/---

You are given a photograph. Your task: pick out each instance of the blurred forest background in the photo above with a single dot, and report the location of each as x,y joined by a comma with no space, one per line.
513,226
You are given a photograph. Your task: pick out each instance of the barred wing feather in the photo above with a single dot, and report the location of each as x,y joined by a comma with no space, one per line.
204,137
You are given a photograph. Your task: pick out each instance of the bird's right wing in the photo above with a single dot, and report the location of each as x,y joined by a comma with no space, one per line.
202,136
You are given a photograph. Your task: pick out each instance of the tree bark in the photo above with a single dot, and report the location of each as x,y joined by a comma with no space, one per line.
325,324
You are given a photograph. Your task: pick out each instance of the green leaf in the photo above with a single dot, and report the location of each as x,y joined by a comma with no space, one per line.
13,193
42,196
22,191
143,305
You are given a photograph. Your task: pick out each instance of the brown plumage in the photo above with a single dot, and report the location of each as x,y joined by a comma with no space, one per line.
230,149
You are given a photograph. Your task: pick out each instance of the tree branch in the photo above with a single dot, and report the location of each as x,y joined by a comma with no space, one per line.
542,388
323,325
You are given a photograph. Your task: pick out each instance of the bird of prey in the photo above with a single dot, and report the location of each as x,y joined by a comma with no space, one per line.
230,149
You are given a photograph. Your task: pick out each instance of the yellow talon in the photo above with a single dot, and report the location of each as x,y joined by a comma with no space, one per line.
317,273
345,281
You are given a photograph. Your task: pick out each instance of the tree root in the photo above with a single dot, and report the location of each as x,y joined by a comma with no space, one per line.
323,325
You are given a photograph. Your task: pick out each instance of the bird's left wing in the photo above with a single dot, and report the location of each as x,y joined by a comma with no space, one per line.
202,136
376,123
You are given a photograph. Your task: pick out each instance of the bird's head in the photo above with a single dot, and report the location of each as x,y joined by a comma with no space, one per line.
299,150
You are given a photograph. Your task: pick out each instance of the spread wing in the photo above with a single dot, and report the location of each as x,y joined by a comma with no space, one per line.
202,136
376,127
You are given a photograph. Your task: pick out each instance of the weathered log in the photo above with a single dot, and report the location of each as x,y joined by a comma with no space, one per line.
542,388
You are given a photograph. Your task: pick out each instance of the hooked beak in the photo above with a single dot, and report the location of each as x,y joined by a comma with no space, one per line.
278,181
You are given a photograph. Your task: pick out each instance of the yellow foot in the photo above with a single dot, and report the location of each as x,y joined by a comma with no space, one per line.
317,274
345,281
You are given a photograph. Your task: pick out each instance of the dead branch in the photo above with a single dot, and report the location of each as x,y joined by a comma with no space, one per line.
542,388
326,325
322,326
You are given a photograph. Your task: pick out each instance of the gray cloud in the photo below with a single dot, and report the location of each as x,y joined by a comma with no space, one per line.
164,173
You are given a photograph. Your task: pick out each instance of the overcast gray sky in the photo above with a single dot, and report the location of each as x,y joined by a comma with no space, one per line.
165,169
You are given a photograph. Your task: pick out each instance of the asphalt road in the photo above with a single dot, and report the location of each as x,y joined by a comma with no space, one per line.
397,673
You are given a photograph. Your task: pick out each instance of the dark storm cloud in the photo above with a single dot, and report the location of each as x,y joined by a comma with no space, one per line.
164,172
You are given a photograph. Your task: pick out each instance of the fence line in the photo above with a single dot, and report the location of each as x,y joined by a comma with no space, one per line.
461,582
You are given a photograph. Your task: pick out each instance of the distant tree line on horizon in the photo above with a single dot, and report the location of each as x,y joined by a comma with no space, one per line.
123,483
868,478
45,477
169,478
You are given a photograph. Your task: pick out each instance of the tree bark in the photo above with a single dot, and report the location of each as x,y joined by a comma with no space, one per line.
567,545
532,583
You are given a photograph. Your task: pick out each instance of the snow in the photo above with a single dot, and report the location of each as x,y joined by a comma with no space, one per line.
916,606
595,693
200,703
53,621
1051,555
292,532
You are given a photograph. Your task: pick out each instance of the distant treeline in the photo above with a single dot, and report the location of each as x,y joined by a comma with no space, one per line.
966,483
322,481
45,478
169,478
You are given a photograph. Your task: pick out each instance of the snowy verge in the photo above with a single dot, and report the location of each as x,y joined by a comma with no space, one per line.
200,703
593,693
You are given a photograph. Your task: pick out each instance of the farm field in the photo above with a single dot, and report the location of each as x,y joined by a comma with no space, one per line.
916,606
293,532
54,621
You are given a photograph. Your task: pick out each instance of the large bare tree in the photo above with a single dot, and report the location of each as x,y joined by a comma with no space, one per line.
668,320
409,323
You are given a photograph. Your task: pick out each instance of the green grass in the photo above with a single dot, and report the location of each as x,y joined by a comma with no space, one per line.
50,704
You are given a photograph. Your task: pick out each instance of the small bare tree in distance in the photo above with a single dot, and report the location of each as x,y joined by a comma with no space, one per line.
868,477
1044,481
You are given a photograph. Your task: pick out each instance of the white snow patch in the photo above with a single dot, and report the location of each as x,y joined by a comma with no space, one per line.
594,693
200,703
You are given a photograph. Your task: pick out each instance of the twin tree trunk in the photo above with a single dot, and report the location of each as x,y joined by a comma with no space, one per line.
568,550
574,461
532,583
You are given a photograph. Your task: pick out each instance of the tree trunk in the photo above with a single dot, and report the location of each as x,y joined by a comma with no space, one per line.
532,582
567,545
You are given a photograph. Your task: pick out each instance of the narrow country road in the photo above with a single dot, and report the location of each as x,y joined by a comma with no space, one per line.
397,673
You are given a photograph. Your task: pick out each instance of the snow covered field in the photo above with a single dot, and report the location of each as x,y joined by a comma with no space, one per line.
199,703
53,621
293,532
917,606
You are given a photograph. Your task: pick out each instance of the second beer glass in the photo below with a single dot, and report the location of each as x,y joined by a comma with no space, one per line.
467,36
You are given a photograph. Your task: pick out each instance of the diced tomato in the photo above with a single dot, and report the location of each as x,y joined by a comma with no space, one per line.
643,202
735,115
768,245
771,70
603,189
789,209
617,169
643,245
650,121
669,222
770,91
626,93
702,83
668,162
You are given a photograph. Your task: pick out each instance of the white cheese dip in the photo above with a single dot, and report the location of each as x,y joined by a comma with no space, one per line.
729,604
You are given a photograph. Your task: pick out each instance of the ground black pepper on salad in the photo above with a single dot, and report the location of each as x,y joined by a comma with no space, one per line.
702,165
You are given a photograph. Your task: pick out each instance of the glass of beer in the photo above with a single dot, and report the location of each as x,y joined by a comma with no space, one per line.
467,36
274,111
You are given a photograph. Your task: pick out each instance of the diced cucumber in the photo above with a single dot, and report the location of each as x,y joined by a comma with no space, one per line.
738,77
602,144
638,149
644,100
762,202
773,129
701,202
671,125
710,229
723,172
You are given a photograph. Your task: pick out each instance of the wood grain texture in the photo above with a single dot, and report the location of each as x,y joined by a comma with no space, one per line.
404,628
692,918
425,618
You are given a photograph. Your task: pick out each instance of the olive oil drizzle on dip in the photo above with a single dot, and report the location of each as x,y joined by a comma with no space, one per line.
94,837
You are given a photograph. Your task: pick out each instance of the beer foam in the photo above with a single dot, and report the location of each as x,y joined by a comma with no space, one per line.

\---

WHAT IS ASKED:
Print every line of the records exactly. Omit nothing.

ANSWER FOR THE TASK:
You are given a photograph. Your task: pick out each instance of the blurred forest background in the photo above with a single dot, and report the location of each as x,y joined by a comma with no space, one per line.
513,226
You are given a photograph. Your task: pick out each instance of the barred wing feather in the photo above with a single dot, and report the location of each as x,y joined by a comma with no space, one per line.
204,137
You are given a photograph. Your task: pick out each instance of the bird's right wing in the photo above with a single dot, and report the location of each as x,y joined by a comma with no space, one per line.
202,136
You are given a photograph. Your task: pick out each instance of the tree bark in the photo above with a single dot, and report the location of each as x,y joined by a comma with no space, one per line.
325,324
You are given a photograph. Your task: pick out each instance of the green leaf in the photo above with a single dot, and report the location of each as x,y joined by a comma with no space, one per line.
13,193
42,196
22,191
143,305
You are given a photograph. Your task: pick out each instance of the brown plumage in the photo above with a single dot, and report the location of each as x,y joined by a comma with no space, one per line.
230,149
You are given a photograph. Your task: pick out each instance of the tree branch in the photo above with a single dot, and report the location of each as x,y joined by a comma with no space, one per line.
542,388
323,325
You are given a photograph. Your task: pick out each instance of the bird of prey in the photo above with a single dot, and report the location of each as x,y joined by a comma with no space, one per line.
230,149
You are given a photograph. Your task: pick out each instance of the yellow talon in the photo above with a single dot, and report the location of each as x,y joined by a comma with no space, one per line.
317,273
345,281
You are given a photograph. Your task: pick out each instance of the tree root in the photo above with a single dot, and report the location of each as x,y joined by a comma with no space, one per line.
323,325
You are given a photograph. Your task: pick out each instance of the bird's left wing in the photo above with a single dot, and report the location of each as x,y joined by a comma with no space, one per line.
202,136
376,123
You are given a photograph. Your task: pick out each instance of the bird's head in the photo above with a single dot, and report the location of each as x,y joined by a comma with no space, one per line.
299,150
You are given a photograph. Your task: pick out each instance of the spread wing in the photo above with a single dot, and report the location of each as x,y joined by a comma with no space, one per line.
202,136
376,127
You are given a photograph. Your task: pick out each instance of the weathered log in the photo above with a single dot, and report the location of each as x,y joined by a comma with no space, one per line.
542,388
You are given a photograph. Your task: pick out each instance of the hooked beak in the photo above with a single dot, and report the location of each as x,y joined by a comma with no space, one per line.
278,181
You are given a photograph. Your task: pick out each instance of the yellow foot in the photo above with a single dot, and report the location of each as x,y joined by a comma with no space, one per line.
317,274
345,281
You are given a photograph. Your task: pick out each instance of the dead branch in the photo above with a single dot, and report the location of each as x,y joined by a comma with no space, one per line.
542,388
326,325
322,326
You are given a photograph. Your task: pick out each instance of the gray cloud in the photo below with a single dot, and report the location of each as x,y joined by a comma with no space, one per line.
164,173
You are given a photograph. Your task: pick out each instance of the overcast gray sky in the photo above with a single dot, and report the location of each as x,y joined by a comma with no space, one per line.
165,169
You are given a photograph. Your task: pick out each instance of the asphalt road in the photo above with a single dot, and report the location of each as x,y joined by a comma with no space, one per line.
397,673
You are given a photograph. Your task: pick out each instance of the dark storm cloud in the photo above with a single dot, and report the location of each as x,y joined by a comma with no space, one per line.
164,172
You are given a photograph. Your task: pick out each instance of the fence line in the photo above with a single dot, and report the location of each as x,y joined by a comma with no space, one per line.
461,582
You are given a photograph. Your task: pick out each instance of the distant tree line on horizon in the photo above with a single dot, and report the location of each as x,y joined by a comma with no space, one per line.
123,483
868,478
45,477
169,478
You are given a photograph. Your task: pick out each instance of the tree bark in the photo above with a single dot, and report the location of each as x,y joined by a comma with no space, one per line.
567,545
532,583
You are given a photograph. Your task: pick out each instance of the snow in the photo above with a single dot, and report the location of each as x,y joined by a comma with no space, one per line.
916,606
595,693
200,703
53,621
1051,555
292,532
You are given a photograph. Your task: pick out each instance of the distant treeline in the photo above with a single dot, and report the location of each as x,y joined by a comma with no space, one per line.
966,483
322,481
45,478
169,478
You are given a photograph. Your task: pick out each instance of the snowy verge in the photo above with a single dot, and report the location of each as x,y joined by a comma with no space, one per line.
200,703
593,693
You are given a photograph. Your task: pick out each instance of the farm field in the photo above with a single dot, and report the location of each as x,y joined by a comma with no space, one per line.
916,606
293,532
54,621
You are given a photograph. Your task: pick out each instance of the large bare tree in the photo above with a single dot, and report the location of each as x,y joined by a comma with no space, one per line.
668,320
409,323
You are given a photograph. Your task: pick out each instance of the green grass in the photo above with a single dot, and report the location of each as x,y joined by a comma with no space, one per line.
50,704
You are given a photograph. Your task: pick out each instance of the small bare tree in distance in the photo above with a single dot, and report the location of each as x,y joined by a comma with no space, one per line.
868,477
1044,481
You are given a photograph. Your task: pick out each instance of the white snow patch in the photo above with a single dot, and report the location of each as x,y joined by a comma with no space, one per line.
594,693
200,703
You are given a photograph. Your task: pick out each instance of the twin tree trunk in the photo above with a single dot, and report the location of each as x,y joined by a comma with no space, one per line.
568,550
574,461
532,583
You are given a photograph. Your task: pick out each instance of the tree trunk in the photo above with a single dot, and report the location of each as x,y joined by a comma with no space, one per line.
532,582
567,545
You are given a photograph. Your task: pick out each instance of the narrow country road in the photo above with a single dot, and report the location of each as x,y joined by a comma with no space, one per line.
397,673
You are given a photograph. Your task: pick out each instance of the snow covered field in the photo above with a single dot, and report the location of each as x,y joined by a comma with no space, one per line.
199,703
53,621
293,532
917,606
You are given a photograph. Your task: pick out each instance of the second beer glass in the photo below with a single dot, and report the location of each as x,y joined by a comma with no space, one per line.
467,36
You are given a photograph. Your task: pick out each instance of the diced tomato in the photo above with a single dot, and report the location of each as x,y joined by a comma with no space, one per line.
643,202
735,115
768,245
771,70
603,189
789,209
617,169
643,245
650,121
669,222
770,91
626,93
702,83
668,162
You are given a photograph. Your task: pick out each instance of the white cheese dip in the photo above with a single dot, and report the location of each as x,y joined by a comma with no space, one per line.
729,604
You are given a photograph. Your task: pick out each instance of the ground black pepper on salad in the photo above with a single dot, and report the location of each as x,y joined by a comma with no space, one per line.
702,165
You are given a photograph. Your task: pick out each instance of the glass of beer in the photo above with a single dot, and report the location of each as x,y joined by a comma with no space, one per line.
467,36
274,111
You are given a photograph. Your task: pick out each instance of the diced cucumber in the photo above with a single dot, and report the location of each as x,y joined by a comma with no space, one per line.
738,77
602,144
638,149
644,100
762,202
773,129
701,202
671,125
710,229
723,172
You are given a photograph. Your task: pick out each instance of the wood grain texture in the photo above with a single dot, and report the location of each as x,y joined by a comma with no space, one per line.
404,628
692,918
425,618
You are given a photograph. Your task: pick out each instance of the olive oil drizzle on dip in the photo above with a single dot, and report the location of each as x,y joined by a comma with no space, one per line.
94,837
You are given a photograph. Your task: pick out each instance of the beer foam in the photo above with a single dot, and report the location of each as x,y joined by a comma with no space, one per line.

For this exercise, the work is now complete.